Venturimeter principle – pressure comparison between inlet and throat For an incompressible flow through a properly installed venturimeter, the static pressure at the throat is __________ than the static pressure at the inlet (upstream section).

Introduction / Context:
Venturimeters infer flow rate from the pressure drop produced as fluid accelerates from a larger upstream area to a smaller throat area. Recognizing the qualitative pressure change across these sections is foundational.

Given Data / Assumptions:

• Steady incompressible flow (e.g., water) in a horizontal meter for simplicity.
• Negligible energy losses between the pressure taps compared to the main acceleration effect.
• No cavitation at the throat (pressure remains above vapor pressure).

Concept / Approach:
Bernoulli’s equation states that along a streamline, p/γ + V^2/(2g) + z is approximately constant (minus losses). At the throat, area is smaller, velocity is higher, so velocity head increases. To conserve energy, static pressure head must decrease, hence p_throat < p_inlet.

DIRECTIVE: Write the next part of the venturimeter pressure explanation above, starting right after its last sentence.

PROVIDED DATA:
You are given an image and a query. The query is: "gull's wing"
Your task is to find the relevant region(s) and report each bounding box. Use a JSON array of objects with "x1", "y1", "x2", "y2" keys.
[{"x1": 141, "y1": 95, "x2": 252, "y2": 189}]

EXERCISE RESPONSE:
Step-by-Step Solution:
Step 1: Note A_inlet > A_throat → V_throat > V_inlet.Step 2: Apply Bernoulli: increase in V^2/(2g) must be balanced by a drop in p/γ (for equal elevations and small losses).Step 3: Conclude p_throat < p_inlet, producing a measurable differential head.Step 4: Use the differential head with calibration to compute discharge.

Verification / Alternative check:
Manometer connections on a venturimeter always show a lower head at the throat limb relative to the upstream limb at any nonzero flow.

Why Other Options Are Wrong:

• Higher or same: violate Bernoulli for accelerating flow.
• Zero at design discharge: pressure is not zero; cavitation would be a concern long before that.
• Roughness: affects loss but not the fundamental trend that throat pressure is lower.

Common Pitfalls:
Neglecting elevation differences in inclined installations; always include z terms when necessary.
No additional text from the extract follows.